+++ RECORDS SHOWN
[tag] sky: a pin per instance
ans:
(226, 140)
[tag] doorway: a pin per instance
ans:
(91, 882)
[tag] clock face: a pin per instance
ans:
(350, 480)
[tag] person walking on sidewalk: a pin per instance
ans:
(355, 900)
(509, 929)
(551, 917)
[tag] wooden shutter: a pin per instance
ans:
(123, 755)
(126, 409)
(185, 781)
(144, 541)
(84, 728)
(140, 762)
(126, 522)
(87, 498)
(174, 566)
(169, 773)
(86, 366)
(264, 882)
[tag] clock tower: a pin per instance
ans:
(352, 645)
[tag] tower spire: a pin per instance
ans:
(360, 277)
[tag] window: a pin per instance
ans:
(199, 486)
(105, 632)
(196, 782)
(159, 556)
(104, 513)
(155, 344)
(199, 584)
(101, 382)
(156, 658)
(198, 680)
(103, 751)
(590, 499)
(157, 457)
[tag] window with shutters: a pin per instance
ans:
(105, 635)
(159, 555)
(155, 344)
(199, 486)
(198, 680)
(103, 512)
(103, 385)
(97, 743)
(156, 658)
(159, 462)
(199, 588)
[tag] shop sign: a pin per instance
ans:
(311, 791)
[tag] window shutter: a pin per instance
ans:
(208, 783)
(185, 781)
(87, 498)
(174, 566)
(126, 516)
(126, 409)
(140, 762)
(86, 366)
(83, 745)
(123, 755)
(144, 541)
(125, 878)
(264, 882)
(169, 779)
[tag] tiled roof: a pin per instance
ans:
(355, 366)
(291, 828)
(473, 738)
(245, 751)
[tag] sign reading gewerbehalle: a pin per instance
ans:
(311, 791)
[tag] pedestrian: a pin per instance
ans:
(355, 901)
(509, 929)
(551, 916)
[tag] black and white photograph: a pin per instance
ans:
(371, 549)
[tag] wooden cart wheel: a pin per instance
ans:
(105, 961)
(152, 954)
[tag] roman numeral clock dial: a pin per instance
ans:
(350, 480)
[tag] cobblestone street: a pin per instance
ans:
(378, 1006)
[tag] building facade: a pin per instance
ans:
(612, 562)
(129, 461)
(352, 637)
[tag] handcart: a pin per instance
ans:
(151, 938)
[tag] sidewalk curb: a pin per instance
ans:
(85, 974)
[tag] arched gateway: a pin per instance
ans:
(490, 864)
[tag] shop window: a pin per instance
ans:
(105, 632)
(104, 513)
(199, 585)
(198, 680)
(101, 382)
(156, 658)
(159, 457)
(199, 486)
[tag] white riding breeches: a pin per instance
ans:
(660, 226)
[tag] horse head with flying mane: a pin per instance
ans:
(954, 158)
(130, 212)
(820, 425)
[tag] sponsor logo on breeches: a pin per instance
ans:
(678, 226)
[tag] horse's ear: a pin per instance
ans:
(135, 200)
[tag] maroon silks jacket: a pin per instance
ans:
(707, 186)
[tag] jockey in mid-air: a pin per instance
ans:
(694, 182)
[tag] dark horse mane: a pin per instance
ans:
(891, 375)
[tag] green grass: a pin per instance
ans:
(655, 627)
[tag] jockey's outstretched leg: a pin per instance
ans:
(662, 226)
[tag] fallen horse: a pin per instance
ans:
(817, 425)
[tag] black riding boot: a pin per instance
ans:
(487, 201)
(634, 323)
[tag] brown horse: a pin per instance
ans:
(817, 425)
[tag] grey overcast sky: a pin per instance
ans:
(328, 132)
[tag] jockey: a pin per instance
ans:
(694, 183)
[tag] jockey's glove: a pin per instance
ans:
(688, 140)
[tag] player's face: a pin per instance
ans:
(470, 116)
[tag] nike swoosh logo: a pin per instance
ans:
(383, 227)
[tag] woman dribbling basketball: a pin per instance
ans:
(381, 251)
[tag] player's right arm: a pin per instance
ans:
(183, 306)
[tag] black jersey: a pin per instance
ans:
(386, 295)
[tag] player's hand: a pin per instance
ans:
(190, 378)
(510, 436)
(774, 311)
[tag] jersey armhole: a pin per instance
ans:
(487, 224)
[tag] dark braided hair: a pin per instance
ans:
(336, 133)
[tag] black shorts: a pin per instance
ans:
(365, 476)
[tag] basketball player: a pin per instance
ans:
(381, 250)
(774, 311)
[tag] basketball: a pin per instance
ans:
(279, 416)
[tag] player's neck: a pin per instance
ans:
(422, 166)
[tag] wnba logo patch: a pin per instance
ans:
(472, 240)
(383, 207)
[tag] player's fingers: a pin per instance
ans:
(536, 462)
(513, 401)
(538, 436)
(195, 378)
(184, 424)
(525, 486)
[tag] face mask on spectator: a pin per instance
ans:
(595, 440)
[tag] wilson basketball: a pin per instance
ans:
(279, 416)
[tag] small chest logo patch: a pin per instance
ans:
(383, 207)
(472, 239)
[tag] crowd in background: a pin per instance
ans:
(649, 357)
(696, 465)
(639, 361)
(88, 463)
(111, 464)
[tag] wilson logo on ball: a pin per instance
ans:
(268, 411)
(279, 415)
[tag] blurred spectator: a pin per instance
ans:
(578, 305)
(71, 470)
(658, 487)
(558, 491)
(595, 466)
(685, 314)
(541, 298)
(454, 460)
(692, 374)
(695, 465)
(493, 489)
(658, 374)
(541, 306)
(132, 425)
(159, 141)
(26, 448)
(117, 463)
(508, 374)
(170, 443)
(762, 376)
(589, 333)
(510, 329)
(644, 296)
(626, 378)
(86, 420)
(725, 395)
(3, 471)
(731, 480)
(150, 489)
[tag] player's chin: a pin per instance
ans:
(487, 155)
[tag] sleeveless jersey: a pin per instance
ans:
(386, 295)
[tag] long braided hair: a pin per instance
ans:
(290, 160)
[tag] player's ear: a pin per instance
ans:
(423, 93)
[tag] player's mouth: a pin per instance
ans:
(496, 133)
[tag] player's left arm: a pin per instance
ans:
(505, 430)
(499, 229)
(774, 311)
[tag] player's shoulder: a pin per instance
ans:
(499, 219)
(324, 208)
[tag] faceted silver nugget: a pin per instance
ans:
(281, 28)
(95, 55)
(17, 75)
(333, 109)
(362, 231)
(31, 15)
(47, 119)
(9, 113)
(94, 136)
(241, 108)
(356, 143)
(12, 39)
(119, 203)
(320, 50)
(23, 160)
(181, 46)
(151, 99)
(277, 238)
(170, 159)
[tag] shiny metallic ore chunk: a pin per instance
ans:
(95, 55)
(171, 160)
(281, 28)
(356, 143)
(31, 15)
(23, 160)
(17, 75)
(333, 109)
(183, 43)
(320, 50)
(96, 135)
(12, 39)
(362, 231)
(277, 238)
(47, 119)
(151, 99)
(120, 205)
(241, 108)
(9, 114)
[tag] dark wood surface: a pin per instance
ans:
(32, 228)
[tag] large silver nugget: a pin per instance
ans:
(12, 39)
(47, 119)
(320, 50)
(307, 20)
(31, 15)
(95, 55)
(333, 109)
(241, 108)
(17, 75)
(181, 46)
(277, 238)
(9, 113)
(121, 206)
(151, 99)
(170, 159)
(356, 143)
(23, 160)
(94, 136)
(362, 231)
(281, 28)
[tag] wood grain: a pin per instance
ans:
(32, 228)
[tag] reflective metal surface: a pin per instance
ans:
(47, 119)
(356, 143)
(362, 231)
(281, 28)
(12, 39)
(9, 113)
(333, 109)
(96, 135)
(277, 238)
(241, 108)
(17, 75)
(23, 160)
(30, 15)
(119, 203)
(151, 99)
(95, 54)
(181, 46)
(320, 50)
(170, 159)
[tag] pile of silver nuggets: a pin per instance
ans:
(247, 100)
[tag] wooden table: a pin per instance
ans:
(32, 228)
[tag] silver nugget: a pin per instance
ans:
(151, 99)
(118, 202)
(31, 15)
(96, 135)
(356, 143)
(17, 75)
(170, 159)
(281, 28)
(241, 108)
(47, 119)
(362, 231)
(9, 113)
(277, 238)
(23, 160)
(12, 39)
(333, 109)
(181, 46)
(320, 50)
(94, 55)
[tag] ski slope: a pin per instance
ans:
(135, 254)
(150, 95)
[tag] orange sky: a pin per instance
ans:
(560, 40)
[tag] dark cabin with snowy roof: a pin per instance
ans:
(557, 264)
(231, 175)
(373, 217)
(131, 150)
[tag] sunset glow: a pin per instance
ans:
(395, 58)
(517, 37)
++++++
THE TASK:
Pull out every line of the records above that contains the word "clock".

YOUR SOLUTION:
[tag] clock face: a pin per instance
[tag] clock tower: a pin per instance
[tag] roman numeral clock dial: a pin per instance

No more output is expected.